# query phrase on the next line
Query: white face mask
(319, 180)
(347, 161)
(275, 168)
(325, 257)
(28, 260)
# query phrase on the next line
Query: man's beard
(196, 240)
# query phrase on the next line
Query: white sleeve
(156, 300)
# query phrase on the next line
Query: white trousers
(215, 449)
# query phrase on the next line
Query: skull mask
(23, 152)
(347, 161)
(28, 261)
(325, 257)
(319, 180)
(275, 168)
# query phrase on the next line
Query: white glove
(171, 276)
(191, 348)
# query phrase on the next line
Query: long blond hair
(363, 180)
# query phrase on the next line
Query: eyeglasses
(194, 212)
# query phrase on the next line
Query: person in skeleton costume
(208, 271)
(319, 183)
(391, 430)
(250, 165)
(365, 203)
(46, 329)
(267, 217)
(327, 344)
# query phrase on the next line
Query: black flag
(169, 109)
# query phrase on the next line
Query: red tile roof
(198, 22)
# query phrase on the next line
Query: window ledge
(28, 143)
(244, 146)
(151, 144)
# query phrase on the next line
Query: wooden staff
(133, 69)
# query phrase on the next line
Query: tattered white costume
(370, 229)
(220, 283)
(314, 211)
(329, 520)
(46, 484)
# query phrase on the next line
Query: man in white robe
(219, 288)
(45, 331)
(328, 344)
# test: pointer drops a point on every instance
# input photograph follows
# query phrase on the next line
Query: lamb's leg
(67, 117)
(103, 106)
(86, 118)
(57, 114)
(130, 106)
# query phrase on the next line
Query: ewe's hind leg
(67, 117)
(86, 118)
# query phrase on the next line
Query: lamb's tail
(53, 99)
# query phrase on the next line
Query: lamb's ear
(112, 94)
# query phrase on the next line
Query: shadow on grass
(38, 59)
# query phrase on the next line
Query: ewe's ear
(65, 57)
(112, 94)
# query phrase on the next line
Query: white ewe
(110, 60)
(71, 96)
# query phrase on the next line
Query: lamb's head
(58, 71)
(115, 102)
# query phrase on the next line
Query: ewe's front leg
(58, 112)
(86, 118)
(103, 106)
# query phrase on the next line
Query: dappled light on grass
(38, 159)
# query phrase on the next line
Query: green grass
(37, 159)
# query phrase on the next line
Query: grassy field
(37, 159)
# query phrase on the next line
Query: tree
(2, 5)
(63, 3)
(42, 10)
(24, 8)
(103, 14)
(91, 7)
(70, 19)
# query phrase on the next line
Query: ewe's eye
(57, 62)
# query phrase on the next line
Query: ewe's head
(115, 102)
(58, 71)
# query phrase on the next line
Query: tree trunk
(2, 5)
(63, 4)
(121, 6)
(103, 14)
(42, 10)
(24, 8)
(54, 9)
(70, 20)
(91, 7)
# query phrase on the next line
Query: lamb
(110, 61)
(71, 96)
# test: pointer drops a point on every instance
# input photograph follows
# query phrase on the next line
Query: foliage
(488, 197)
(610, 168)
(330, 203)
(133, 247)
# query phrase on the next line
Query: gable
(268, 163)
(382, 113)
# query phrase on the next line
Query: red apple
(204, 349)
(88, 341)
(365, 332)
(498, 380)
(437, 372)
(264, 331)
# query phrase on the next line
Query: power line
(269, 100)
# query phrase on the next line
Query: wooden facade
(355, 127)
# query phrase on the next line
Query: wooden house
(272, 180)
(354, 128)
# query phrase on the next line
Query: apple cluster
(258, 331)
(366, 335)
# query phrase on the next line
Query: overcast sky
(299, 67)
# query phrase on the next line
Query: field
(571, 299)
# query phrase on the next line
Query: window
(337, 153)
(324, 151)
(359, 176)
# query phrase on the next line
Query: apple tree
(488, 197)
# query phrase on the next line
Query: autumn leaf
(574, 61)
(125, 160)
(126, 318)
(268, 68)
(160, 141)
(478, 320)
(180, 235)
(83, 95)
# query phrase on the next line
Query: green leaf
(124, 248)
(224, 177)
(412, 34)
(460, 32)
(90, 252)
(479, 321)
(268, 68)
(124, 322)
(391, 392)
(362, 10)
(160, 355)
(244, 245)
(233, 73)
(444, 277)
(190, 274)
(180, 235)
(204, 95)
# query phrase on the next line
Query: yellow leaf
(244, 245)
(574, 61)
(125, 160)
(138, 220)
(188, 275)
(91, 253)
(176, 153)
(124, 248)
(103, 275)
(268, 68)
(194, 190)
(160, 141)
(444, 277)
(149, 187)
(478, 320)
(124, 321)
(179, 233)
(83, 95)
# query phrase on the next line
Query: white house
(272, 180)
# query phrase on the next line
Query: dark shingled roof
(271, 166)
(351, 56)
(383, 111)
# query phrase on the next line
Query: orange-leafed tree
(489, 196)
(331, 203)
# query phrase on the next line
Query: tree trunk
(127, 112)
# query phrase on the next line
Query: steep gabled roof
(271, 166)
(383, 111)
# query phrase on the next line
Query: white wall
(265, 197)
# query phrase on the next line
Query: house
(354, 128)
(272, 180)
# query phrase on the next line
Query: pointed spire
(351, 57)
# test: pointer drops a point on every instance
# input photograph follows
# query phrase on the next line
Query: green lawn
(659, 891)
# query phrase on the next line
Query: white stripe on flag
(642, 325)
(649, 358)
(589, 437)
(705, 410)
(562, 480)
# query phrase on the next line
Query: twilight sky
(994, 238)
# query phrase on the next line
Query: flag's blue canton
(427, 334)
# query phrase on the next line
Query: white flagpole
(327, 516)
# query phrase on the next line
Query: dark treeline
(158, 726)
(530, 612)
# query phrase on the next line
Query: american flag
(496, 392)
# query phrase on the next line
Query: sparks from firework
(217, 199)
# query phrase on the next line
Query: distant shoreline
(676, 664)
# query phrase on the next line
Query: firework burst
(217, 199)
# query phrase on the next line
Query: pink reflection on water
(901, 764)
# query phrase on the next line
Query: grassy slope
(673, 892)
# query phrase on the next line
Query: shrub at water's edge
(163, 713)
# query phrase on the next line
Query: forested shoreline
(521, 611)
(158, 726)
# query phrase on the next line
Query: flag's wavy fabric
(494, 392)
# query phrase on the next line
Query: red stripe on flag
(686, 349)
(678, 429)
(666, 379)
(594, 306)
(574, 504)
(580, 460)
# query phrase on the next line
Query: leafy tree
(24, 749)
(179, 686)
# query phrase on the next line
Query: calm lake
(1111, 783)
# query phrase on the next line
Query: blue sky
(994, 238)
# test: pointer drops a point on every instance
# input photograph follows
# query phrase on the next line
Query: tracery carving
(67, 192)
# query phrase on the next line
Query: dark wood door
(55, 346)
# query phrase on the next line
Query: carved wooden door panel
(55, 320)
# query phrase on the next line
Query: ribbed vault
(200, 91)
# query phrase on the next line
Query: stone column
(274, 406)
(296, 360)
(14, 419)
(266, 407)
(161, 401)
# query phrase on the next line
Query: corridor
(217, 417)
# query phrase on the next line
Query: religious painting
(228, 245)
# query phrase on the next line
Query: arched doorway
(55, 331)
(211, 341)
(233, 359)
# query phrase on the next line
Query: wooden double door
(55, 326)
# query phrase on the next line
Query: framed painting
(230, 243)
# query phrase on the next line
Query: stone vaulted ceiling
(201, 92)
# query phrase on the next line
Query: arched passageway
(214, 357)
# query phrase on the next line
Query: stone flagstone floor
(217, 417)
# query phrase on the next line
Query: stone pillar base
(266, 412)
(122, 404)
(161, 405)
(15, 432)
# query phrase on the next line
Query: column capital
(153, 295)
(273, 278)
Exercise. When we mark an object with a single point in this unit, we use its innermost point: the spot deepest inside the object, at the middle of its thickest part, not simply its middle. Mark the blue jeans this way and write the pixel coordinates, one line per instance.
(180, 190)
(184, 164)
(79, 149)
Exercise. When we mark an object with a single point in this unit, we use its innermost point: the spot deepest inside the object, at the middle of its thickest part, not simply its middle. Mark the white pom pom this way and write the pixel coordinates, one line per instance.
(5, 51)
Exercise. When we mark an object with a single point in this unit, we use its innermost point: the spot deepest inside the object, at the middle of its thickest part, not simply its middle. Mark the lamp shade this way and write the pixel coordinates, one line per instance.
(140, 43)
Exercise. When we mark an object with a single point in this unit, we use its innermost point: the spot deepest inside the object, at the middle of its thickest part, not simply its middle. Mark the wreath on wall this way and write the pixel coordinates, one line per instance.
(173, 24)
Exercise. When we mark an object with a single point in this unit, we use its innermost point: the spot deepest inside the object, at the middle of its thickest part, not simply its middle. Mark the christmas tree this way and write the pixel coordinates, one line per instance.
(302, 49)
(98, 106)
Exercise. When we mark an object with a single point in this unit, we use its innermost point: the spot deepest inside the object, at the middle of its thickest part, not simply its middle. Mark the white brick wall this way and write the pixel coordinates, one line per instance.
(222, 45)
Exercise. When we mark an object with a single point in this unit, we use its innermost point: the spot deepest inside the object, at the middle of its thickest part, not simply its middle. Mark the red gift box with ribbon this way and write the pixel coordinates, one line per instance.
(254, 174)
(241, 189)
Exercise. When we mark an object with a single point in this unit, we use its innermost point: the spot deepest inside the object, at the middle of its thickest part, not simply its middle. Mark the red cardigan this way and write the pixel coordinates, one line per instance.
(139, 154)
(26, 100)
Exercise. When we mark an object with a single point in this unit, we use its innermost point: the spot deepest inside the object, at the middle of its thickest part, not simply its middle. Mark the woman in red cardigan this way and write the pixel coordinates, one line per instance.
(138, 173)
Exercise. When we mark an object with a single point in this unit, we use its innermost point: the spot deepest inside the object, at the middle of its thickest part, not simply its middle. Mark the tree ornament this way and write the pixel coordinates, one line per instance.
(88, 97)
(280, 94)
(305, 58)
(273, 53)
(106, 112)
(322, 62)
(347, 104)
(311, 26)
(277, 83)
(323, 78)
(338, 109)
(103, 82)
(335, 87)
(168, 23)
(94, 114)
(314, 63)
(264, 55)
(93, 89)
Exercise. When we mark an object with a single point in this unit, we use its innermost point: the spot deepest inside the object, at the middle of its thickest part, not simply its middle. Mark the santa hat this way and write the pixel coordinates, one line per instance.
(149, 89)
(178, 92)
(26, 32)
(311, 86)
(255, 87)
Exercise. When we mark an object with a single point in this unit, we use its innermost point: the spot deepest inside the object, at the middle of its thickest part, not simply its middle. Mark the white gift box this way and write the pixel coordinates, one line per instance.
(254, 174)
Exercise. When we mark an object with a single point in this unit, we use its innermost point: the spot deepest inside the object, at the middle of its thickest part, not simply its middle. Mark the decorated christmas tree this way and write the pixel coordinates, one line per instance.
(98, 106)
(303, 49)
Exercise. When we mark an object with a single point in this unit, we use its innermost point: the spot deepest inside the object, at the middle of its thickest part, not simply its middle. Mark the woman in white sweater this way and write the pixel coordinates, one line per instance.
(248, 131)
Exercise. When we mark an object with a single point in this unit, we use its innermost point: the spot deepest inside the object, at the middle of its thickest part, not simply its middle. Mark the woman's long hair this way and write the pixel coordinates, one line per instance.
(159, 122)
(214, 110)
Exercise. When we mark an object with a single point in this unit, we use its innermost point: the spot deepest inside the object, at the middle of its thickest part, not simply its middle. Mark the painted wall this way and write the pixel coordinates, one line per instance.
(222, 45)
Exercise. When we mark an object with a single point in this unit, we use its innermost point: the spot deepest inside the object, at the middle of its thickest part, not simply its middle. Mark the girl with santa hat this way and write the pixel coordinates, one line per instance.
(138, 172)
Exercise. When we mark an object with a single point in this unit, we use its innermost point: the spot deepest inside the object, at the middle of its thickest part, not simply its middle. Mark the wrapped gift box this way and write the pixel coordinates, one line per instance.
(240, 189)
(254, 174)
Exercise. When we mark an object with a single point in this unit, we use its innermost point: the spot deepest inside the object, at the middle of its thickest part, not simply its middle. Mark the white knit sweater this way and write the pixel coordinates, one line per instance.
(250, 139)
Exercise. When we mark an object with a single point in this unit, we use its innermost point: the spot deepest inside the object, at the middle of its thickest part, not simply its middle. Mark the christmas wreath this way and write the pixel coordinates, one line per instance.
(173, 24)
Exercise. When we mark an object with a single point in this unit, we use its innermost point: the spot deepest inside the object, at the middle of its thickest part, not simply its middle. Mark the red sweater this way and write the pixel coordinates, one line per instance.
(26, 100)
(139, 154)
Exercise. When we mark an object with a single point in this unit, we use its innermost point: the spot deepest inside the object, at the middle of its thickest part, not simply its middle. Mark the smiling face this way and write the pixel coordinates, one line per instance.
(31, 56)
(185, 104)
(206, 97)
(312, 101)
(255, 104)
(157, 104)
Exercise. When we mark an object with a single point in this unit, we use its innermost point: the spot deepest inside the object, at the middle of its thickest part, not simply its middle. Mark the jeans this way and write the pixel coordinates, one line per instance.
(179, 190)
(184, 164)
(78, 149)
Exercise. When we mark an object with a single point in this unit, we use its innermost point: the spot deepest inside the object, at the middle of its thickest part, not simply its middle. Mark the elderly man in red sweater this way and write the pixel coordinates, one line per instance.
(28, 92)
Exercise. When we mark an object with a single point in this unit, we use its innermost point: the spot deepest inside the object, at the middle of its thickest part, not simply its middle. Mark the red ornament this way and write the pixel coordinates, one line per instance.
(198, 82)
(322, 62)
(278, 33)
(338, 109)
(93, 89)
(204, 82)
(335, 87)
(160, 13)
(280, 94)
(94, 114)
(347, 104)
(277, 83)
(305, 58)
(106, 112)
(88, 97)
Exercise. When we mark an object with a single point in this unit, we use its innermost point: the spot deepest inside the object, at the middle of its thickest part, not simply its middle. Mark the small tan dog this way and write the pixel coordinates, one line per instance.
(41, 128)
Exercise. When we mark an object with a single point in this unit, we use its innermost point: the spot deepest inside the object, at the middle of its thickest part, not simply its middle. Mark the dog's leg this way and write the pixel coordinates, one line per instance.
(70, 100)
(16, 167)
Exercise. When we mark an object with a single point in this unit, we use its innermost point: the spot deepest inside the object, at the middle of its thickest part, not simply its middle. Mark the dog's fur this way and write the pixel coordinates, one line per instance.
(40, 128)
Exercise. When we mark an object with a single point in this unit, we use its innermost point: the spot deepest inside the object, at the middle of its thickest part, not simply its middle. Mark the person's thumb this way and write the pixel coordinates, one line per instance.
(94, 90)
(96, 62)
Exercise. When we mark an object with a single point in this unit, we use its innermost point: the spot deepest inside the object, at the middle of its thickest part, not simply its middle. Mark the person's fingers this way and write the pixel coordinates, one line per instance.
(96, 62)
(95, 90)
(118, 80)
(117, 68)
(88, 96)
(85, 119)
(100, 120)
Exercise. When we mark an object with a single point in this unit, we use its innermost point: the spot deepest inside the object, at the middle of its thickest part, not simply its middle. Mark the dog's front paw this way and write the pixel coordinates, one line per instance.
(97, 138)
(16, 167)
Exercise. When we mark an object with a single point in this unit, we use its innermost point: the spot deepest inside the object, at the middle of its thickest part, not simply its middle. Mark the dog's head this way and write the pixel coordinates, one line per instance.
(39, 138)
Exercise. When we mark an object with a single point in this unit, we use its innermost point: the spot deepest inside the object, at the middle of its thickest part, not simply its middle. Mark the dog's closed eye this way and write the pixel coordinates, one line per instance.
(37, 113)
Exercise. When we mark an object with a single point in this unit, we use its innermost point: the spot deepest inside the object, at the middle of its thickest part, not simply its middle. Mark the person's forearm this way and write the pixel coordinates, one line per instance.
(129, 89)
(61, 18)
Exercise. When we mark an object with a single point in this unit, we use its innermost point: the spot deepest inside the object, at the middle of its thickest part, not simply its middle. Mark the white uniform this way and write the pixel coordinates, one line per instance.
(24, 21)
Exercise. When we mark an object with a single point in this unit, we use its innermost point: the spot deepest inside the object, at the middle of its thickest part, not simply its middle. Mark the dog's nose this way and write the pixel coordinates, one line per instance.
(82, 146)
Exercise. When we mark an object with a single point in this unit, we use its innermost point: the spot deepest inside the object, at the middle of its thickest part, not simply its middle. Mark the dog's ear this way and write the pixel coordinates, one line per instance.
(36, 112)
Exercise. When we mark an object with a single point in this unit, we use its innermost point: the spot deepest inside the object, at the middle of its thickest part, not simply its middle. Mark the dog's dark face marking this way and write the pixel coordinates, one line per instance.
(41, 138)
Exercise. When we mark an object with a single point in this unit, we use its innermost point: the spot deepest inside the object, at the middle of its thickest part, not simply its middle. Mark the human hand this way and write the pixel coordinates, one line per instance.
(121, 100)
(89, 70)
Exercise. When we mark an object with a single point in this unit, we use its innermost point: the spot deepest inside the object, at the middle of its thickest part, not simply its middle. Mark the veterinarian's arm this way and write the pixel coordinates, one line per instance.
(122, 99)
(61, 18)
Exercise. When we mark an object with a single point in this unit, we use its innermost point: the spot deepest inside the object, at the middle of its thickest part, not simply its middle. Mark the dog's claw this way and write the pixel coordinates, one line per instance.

====================

The task: Take the line in which "the dog's ear" occurs and each subsequent line through the end; give these lines again without alteration.

Expected answer:
Exercise. When we mark an object with a single point in this unit, we use its innermost point: the spot deepest inside the object, at the middle of its thickest part, not simply its middle. Mark the dog's ear this way and write the pixel coordinates, one line per instance.
(36, 112)
Exercise. When we mark an object with a single point in this unit, we use its innermost point: the spot deepest inside the object, at the middle of its thickest part, not simply its middle. Mark the dog's dark face marking this way and write the pixel coordinates, one line per instance.
(41, 138)
Exercise. When we mark an object with a single point in this unit, we use its innermost point: the spot deepest inside the object, at the middle of its thickest part, not simply its middle. Mark the human hand this way and write the pixel coordinates, one line per instance.
(121, 100)
(89, 70)
Exercise. When we mark an object with a single point in this unit, we use its innermost point: the spot deepest inside the object, at the middle of its thickest part, not simply its middle. Mark the veterinarian's arm this way and write the pixel coordinates, one line per instance.
(122, 99)
(61, 18)
Exercise. When we mark an object with a single point in this unit, we use its innermost point: the spot deepest inside the object, at the middle of its thickest part, not simply its middle. Mark the dog's claw this way and write the pixel coordinates, one line per instance.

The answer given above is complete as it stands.